* Excerpt:
******************************

Last time in this series we talked about encryption, viruses and malware, and now we’re going to continue that conversation and talk more about encryption.
Point A to Point B
Very few of us sit at home all the time, using only our home wifi. More often than not we make use of public wifi to cut down on the drain from our LTE data bucket. Preventing overages is a good thing, but there are some downsides. Even if a wifi hotspot uses a password, it’s simple and it’s somehow related to the business offering free wifi. The “network” is usually named to highlight the business. Which means a hacker can look at the name and very much narrow the password selection he needs to try in order to gain access. And lots of public hotspots are open and they don’t bother requiring a password to use it.
The result of that simplicity is that, once a hacker connects with the hotspot, he’s on the same network you’re on and it becomes easy for him to access what’s going to and from your device, be it laptop, tablet, or smartphone.
The solution is to use a VPN (Virtual Private Network). That requires signing up with a VPN provider (paid), installing an app, configuring the app, and possibly reconfiguring after each update. Yes, all that can be a pain in the backside, but it’s worth it in the long run. The alternative is possibly having your info stolen or your device hacked.
A VPN will change where the Internet sees your location, encrypt everything going out of and coming into your device, protect some of your ports. There’s more, but that’s for another, more detailed discussion of using a VPN. Having a VPN isn’t foolproof. They, too, can be broken into, especially if they’re housed in countries noted for spying on people. But it will make the average hacker’s job difficult enough that you can have coffee or a quick meal, be online, and leave unscathed, except maybe the bill for the food and drink.
Then there’s the other part of “getting out.” That’s our home or business Internet gateway. Some have built in router features, others don’t. If we only have something at modem level, we definitely want to add a router between it and our computers and other devices. The next step is to go into it, via our browser, and change some of the settings. What and how will depend on which router we have. Each is different, requiring checking the user manual to see what can get changed and how it will vary. That’s too long a topic for this series, perhaps we’ll cover that in a future episode — but in the very least we definitely want to change the access username and password. Most devices ship with the same username and password on all units., which makes it far too easy for drive by raiding.
Get the Message?

******************************

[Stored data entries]
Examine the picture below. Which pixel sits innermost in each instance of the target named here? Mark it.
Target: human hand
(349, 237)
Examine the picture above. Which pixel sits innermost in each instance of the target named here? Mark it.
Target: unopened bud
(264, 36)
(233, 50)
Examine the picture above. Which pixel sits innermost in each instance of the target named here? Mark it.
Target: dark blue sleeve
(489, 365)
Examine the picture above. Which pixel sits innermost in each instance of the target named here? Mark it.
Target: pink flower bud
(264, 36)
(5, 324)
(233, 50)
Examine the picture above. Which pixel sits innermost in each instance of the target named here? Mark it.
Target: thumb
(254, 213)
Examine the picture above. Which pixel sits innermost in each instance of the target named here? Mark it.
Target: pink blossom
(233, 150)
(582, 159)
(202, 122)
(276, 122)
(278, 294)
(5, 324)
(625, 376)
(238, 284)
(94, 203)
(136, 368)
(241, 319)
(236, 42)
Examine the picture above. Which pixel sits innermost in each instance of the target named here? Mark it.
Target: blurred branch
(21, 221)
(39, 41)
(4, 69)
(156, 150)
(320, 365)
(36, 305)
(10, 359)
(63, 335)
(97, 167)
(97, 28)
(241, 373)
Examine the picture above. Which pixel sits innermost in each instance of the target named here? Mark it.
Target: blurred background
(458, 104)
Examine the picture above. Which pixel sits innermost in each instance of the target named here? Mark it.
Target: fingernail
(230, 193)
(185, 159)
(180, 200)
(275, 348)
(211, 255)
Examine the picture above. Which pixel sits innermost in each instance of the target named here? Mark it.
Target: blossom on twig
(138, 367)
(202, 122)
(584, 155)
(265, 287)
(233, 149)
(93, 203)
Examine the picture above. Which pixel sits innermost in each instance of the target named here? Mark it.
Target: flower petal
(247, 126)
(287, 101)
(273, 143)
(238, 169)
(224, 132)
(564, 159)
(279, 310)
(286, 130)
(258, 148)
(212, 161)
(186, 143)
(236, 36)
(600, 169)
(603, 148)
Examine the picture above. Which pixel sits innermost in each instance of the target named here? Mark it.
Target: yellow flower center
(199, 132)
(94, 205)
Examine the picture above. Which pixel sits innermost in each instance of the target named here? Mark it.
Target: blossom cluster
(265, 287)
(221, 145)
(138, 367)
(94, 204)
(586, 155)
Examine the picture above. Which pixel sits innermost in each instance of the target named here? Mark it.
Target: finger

******************************

* Parts of the exercise:
1 - Please return everything in the wifi security article from "A VPN will change" down to "food and drink.", word for word.
2 - Supply the next part of the wifi security article, starting after its last line.

* Numbered answers:
1 -
A VPN will change where the Internet sees your location, encrypt everything going out of and coming into your device, protect some of your ports. There’s more, but that’s for another, more detailed discussion of using a VPN. Having a VPN isn’t foolproof. They, too, can be broken into, especially if they’re housed in countries noted for spying on people. But it will make the average hacker’s job difficult enough that you can have coffee or a quick meal, be online, and leave unscathed, except maybe the bill for the food and drink.

2 -
There’s one other part of the encryption possibilities we need to look at. We’ve mentioned that texting, SMS and MMS, is exactly that — insecure plain text. So is email, basically. Whether as part of an email or as an attachment, anything important ought to be encrypted. It’s a very easy way for hackers to gain personal info, financial data, passwords, etc. There are two ways to handle that. We can get an email program that will do the job, or we can use an external add-on like the various PGP apps.
If we decide on a standalone email app capable of encrypting, the other party will need the same email app to unencrypt the encrypted messages. The alternative is PGP, which can be used as an add-on to most email apps. Both parties will need to send the other a personal public key, so they can decrypt messages from the other. It takes a little extra setup, but it allows everyone to continue using their favorite email app, instead of switching for a few people using encryption. Either way, we can still send unencrypted email to aunt Jane, telling her how awesome she is and how much you love that cake she baked.
Before we close, I know some of you may have a nagging question running through your mind… We’ve talked about encrypting devices and drives. We’ve all heard of SSL connections, which use a form of encryption. Today, we’ve talked about VPNs and router settings to further lock down our communications, as well as encrypted email. So, don’t all those sources of encryption conflict with each other? No. They each work on one aspect of our communication that does nothing to the rest.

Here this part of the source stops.